Continue the passage on remote monitoring in dental practice, starting after its last paragraph.

### Passage shown
┌────────

Remote Monitoring in the Private Practice
By now, you have probably heard about the growing popularity of self- and remote monitoring technologies which are sweeping healthcare. Consumer-focused devices such as Fitbit®, and clinical systems that capture health data, track medication adherence and treatment compliance are forever changing the way health data is understood and shared between patient and practitioner.
Remote patient monitoring is already widely used in many fields including cardiology, pulmonology and dermatology, changing not only the relationship of patients to their healthcare provider, but also empowering patients’ abilities to understand their own well-being. Now, affordable technology is also available which enables self- and remote monitoring of dental conditions.
For self- and remote monitoring to be effective in the dental setting, there’s really just one key way to share information – visually. Whether patients send a photo of a chipped tooth using their smartphone or by using an intraoral camera specifically designed for consumer use, visual communication enables patients to provide their dentists with a more complete and accurate “picture” of an issue when a verbal description over the phone would be ambiguous or incomplete.

└────────

### Data records
┌────────

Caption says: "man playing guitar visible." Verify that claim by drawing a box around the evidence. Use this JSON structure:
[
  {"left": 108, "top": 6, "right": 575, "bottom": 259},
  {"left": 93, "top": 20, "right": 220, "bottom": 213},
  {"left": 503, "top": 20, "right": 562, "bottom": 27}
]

└────────

### Response box
Furthermore, giving patients the ability to see their entire mouth with their home computer not only encourages improved home care, but also allows them to see the areas of their teeth where cosmetic or restorative treatment might be desirable. With greater visibility of dental conditions, patients self-generate interest in cosmetic treatments, boost recall adherence and foster a stronger connection to their dentist, all without the dentist being in the role of salesperson or recall hound. And hygienists or dentists can schedule visual remote consultations and reminders to make sure the care recommendations discussed during the office visit don’t go in one ear and out the other.
Even insurance companies are beginning to acknowledge the benefits of remote dental evaluations. For example, beginning January 1, 2015 in California, remote dental visual consultation will be funded by Medicaid. California is among the first states to launch such teledentistry services, which are intended to increase the options for patients in remote and underserved areas. Other states, including Alaska, Oregon, Colorado, Hawaii and West Virginia, are interested in creating their own teledentistry programs.
Of course, you and your staff won’t be interested in having patients share the number of calories they’ve burned or their blood pressure history with remote monitoring devices. But now, your practice can easily increase case acceptance, boost recall visits and enhance patient engagement through the use of visual monitoring via consumer-priced intraoral cameras, mobile apps and secure image sharing software.
I think this concept would work well for orthodontic patients, too. If a bracket or wire broke, the patient could show the problem, and a staff member could advise whether it could be solved at home. That would avoid the orthodontist having to fit in an emergency visit.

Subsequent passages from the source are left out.